(Natural language region descriptions)
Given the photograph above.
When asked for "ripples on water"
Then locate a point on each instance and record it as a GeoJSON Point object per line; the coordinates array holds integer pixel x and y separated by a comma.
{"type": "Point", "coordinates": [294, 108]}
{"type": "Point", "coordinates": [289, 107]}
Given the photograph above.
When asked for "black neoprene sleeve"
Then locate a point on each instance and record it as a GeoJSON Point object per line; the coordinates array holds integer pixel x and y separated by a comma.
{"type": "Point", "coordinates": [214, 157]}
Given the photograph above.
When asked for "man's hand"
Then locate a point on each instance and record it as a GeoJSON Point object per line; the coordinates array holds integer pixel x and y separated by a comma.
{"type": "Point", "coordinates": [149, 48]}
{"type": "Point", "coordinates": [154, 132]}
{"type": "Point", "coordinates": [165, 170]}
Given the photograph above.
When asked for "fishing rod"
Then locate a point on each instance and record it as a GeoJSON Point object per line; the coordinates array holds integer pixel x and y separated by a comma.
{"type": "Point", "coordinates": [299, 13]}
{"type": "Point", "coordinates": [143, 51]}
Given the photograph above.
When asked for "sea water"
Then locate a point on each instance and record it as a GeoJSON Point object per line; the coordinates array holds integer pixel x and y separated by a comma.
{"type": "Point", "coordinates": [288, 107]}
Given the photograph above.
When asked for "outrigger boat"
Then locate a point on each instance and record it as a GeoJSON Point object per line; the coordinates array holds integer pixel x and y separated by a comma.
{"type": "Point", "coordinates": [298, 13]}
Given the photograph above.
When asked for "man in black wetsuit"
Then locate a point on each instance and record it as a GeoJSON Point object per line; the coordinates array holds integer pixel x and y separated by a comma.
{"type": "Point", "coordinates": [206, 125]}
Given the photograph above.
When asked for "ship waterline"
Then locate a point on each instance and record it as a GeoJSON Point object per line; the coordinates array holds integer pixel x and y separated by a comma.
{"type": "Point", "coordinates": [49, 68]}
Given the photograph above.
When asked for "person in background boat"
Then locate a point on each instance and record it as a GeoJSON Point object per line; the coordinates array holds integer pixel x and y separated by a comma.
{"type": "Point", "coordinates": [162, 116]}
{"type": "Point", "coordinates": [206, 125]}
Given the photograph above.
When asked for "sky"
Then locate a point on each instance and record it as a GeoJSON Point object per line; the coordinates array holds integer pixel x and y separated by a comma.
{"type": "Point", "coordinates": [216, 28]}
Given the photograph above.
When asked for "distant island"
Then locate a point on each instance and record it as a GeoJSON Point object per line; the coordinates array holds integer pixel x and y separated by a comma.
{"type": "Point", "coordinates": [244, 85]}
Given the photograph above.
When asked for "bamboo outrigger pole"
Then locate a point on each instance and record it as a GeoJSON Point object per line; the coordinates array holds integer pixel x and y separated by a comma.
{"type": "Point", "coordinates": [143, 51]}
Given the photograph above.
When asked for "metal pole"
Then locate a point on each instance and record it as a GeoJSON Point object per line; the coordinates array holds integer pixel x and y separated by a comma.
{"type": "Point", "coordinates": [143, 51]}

* * *

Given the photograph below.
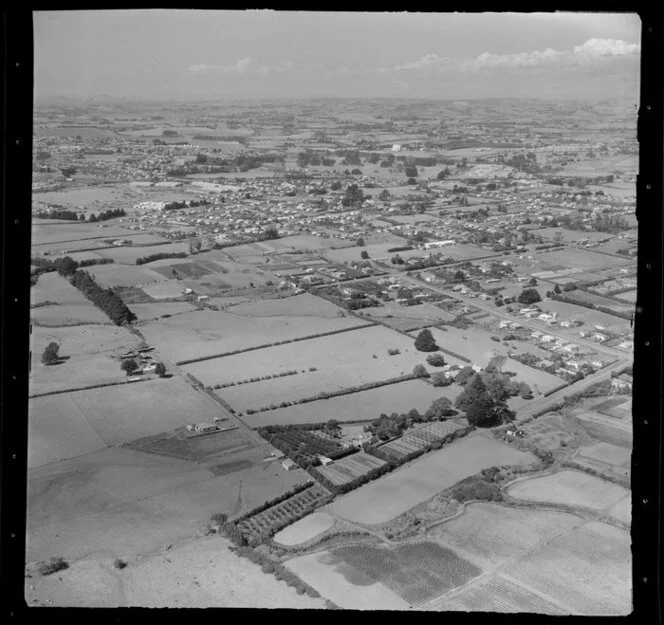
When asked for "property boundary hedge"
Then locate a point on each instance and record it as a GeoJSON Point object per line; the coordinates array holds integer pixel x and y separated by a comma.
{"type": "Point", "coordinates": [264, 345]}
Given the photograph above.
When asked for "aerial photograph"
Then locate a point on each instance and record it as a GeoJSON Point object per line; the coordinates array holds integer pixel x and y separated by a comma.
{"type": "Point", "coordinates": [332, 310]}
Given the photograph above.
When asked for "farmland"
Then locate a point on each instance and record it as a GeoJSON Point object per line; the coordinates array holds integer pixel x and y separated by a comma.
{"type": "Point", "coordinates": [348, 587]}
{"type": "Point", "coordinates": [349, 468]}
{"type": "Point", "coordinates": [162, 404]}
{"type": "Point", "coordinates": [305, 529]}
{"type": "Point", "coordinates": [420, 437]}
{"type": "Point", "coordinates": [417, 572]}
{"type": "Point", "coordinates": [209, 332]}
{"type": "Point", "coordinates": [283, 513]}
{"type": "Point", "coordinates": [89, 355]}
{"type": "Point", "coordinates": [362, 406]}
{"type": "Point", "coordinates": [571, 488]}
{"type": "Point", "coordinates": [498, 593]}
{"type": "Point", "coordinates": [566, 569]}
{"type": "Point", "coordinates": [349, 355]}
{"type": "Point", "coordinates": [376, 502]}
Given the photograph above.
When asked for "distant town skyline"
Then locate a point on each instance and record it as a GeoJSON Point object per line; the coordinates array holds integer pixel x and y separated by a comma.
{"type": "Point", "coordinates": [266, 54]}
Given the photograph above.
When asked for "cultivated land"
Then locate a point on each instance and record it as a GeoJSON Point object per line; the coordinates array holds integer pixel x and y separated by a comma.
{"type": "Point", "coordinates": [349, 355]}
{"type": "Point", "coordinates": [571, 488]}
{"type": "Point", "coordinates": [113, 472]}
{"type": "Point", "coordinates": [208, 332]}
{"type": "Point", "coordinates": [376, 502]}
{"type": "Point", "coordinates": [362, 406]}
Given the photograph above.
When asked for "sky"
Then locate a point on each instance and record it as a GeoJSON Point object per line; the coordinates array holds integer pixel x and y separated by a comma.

- [TASK DESCRIPTION] If a line of the data contains "outrigger", copy it out.

- [TASK RESULT]
When asked for "outrigger boat"
When asked for "bamboo outrigger pole"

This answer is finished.